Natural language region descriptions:
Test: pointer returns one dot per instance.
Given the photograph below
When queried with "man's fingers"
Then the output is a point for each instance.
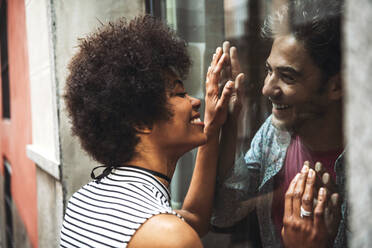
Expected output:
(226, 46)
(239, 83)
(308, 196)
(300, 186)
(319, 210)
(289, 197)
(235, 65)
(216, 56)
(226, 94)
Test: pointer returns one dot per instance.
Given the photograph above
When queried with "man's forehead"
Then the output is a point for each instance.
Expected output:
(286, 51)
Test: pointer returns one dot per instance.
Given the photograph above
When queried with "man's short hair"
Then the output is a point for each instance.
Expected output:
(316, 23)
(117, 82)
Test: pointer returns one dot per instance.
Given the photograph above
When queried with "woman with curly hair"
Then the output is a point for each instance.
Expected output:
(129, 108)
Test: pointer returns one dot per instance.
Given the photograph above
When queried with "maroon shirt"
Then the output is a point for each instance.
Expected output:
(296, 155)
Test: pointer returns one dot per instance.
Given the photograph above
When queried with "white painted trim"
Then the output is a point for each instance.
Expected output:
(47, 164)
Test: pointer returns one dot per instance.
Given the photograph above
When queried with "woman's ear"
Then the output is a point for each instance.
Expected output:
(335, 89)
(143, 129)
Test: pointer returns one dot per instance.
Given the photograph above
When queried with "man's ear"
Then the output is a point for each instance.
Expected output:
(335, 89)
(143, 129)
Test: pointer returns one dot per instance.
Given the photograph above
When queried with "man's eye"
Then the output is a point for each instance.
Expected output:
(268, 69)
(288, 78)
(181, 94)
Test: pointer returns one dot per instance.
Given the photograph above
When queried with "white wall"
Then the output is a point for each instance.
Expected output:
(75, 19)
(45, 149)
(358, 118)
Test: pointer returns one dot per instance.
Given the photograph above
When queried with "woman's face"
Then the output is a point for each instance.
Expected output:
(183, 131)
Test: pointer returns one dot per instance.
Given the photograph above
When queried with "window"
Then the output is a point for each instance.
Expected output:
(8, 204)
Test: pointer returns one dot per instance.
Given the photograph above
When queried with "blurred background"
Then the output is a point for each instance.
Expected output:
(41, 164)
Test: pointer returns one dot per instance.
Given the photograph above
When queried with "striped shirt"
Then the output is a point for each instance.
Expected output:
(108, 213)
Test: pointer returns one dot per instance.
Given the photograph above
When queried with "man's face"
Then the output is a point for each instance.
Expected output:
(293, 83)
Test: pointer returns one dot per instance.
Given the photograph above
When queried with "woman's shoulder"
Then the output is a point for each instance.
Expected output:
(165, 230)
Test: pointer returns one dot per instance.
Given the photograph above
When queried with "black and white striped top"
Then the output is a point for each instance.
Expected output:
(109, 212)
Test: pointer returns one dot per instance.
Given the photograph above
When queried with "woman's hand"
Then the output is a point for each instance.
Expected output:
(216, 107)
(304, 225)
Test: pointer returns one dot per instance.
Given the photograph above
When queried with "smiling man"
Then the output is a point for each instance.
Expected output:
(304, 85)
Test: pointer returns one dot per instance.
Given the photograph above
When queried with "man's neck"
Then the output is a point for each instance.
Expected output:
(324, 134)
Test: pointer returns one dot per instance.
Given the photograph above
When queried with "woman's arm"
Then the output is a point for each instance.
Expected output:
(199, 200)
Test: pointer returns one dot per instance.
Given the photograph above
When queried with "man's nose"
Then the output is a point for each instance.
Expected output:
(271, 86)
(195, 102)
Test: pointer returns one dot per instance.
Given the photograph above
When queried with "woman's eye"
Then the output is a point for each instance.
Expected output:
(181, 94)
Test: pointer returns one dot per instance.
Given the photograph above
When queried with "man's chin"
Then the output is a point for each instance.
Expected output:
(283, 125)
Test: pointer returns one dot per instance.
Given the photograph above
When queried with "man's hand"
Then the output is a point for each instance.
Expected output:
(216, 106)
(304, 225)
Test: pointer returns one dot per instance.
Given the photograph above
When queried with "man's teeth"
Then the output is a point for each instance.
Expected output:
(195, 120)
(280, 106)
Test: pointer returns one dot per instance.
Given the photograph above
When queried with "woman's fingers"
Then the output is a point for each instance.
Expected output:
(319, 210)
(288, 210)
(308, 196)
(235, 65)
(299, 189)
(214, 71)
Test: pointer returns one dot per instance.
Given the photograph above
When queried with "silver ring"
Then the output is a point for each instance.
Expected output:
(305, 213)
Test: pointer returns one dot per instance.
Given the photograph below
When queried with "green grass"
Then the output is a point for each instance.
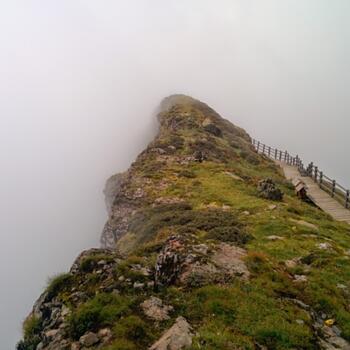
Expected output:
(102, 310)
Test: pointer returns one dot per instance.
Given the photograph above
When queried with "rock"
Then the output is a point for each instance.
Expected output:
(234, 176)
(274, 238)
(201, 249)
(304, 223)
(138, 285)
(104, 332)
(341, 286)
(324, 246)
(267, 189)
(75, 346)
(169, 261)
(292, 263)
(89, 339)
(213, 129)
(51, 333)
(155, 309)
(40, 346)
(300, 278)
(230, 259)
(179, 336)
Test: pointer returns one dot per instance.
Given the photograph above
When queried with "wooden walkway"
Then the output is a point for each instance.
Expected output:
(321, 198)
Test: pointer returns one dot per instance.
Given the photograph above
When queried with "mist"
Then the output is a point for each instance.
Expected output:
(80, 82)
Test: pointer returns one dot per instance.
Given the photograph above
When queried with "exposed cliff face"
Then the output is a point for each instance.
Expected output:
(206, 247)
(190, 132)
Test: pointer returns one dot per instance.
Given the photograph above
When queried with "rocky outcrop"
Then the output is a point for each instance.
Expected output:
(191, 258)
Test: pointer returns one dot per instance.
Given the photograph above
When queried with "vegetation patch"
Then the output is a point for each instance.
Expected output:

WORK ITEM –
Hand back the records above exactly, leaving out every picture.

EXERCISE RESPONSE –
Test: pointer returns one dot per instance.
Given the photograph below
When queried with "man's fingers"
Then the output is a point for each instance.
Expected output:
(226, 46)
(239, 83)
(308, 196)
(300, 186)
(319, 210)
(289, 197)
(235, 65)
(216, 56)
(226, 94)
Test: pointer returns one dot per instance.
Given the photograph above
When queried with "man's forehead"
Then the output is a point for each instance.
Expected output:
(286, 51)
Test: pointer returns one dot per instance.
Given the photograph above
When queried with "man's short hair"
Then the output is a point for each instance.
Expected output:
(316, 23)
(117, 82)
Test: pointer returns one dot per instance.
Given the photograph above
When queried with "woman with curly hair"
Then the output is a point for each instance.
Expected output:
(129, 108)
Test: pointer returns one dot per instance.
Given the photograph above
When queried with "maroon shirt"
Then the output is a point for each instance.
Expected output:
(296, 155)
Test: pointer returns one dot per instance.
Given the photograph above
When queried with "white painted trim"
Then the output is a point for each instance.
Expected output:
(47, 164)
Test: pointer returns one dot per instance.
Given the photograph above
When queried with "woman's ear"
Then the output is a point for each instance.
Expected output:
(335, 89)
(143, 129)
Test: pointer returns one dot per instance.
Given the photograph above
When queried with "man's ear"
Then the output is a point for each instance.
Expected output:
(335, 89)
(143, 129)
Test: pointer returns one dot per instance.
Given the photograph above
When queried with "man's eye"
Then the output is a point for each instance.
Expected output:
(268, 69)
(288, 78)
(181, 94)
Test: pointer returns one dot per instance.
Given the photograph above
When queried with "white wall"
Then the output is a point for each instance.
Expected output:
(75, 19)
(45, 149)
(358, 118)
Test: pointer returns one dot per instance.
Given the photograph above
When queried with "woman's face"
Then the output is a point for each instance.
Expected output:
(183, 131)
Test: pointer returns one dot per instance.
Given the photograph above
When queried with "window"
Then the output is a point for each instance.
Expected output:
(8, 204)
Test: pointer returns one dot per instance.
Given the photograph above
When queried with "blurred background"
Then the output is a point for each instance.
Expected output:
(41, 164)
Test: pointer returns one dot per instance.
Given the photograph above
When queried with "striped shirt"
Then the output is a point for each instance.
Expected output:
(108, 213)
Test: pointer returns one dot per instance.
Given the photograph above
When queried with "man's face"
Then the output is a point for each instance.
Expected output:
(293, 83)
Test: pointer returns one dot per instance.
Given the photograph above
When queried with "woman's shoulder"
Then the output is a point for each instance.
Expected output:
(165, 230)
Test: pointer returns one dot per instance.
Given the photograph above
When queried with "black and white striped top"
Then the output is a point for each instance.
Expected output:
(109, 212)
Test: pointer returns one dot per instance.
Given the photograph above
When queried with "woman's hand"
Then the output is a point for each instance.
Expected output:
(216, 107)
(304, 225)
Test: pointer returns one dot per instance.
Given the photograph above
When queried with "smiling man"
Then the output is a point for each instance.
Expected output:
(304, 85)
Test: pointer returns one dot per instance.
Given the photograph above
When queried with "man's neck"
Then the output is a point for each instance.
Expected output:
(324, 134)
Test: pointer returns one dot per instance.
Given the photograph above
When queried with "woman's arm"
Then the output is a point for each instance.
Expected output:
(199, 200)
Test: pointer returns one dot per instance.
Given the photograph above
When queried with "man's nose"
Then the output is a point for each instance.
Expected output:
(271, 86)
(195, 102)
Test: pointer returns one dot per instance.
Given the photograph above
When queried with "woman's eye"
Then the output is a point for each instance.
Expected output:
(181, 94)
Test: pointer returns one dot per instance.
Given the photograph above
When queried with "man's chin"
Then the output is a point for each instance.
Expected output:
(283, 125)
Test: pointer returns one dot per instance.
Given the photograph above
When queried with "man's hand"
Then the output is a point for each instance.
Expected output:
(216, 106)
(304, 225)
Test: pointer returns one dot per instance.
Given the photograph above
When queried with "man's teeth"
Then the output is a point for each instance.
Expected output:
(195, 120)
(280, 106)
Test: pointer returns one dot per instance.
Given the photograph above
When queried with "woman's fingers"
Then the output is a point for each instance.
Expected output:
(319, 210)
(288, 210)
(308, 196)
(235, 65)
(299, 189)
(214, 71)
Test: pointer returns one dot per instance.
Given the photograph above
When queried with "silver ring"
Then the output is a point for each instance.
Expected output:
(305, 213)
Test: pointer returns one dot per instance.
Given the photograph below
When queried with "green grass"
Then the output is a point for each instance.
Expected output:
(102, 310)
Test: pointer returns one dot per instance.
Given the photograph above
When queried with "rock"
Then the output is a point for each instance.
Expected output:
(234, 176)
(274, 238)
(201, 249)
(304, 223)
(138, 285)
(104, 332)
(341, 286)
(324, 246)
(267, 189)
(75, 346)
(169, 261)
(292, 263)
(89, 339)
(213, 129)
(51, 333)
(155, 309)
(40, 346)
(300, 278)
(230, 259)
(179, 336)
Test: pointer returns one dot per instance.
Given the photograph above
When queried with "wooden walkway"
Then the output is a point for each instance.
Expected output:
(321, 198)
Test: pointer returns one dot per instance.
Given the photograph above
When queried with "mist"
Then the output is a point for each instance.
Expected output:
(80, 82)
Test: pointer returns one dot per instance.
Given the photograph above
When queried with "exposed cliff face"
Then the output is a point for each instance.
Expected output:
(206, 247)
(190, 132)
Test: pointer returns one dot per instance.
Given the photograph above
When queried with "rocky outcrop"
Then the output is a point for each instance.
Expected output:
(191, 258)
Test: pointer returns one dot per instance.
Given the photograph above
When queried with "vegetation patch"
Then the output is a point for each instance.
Expected output:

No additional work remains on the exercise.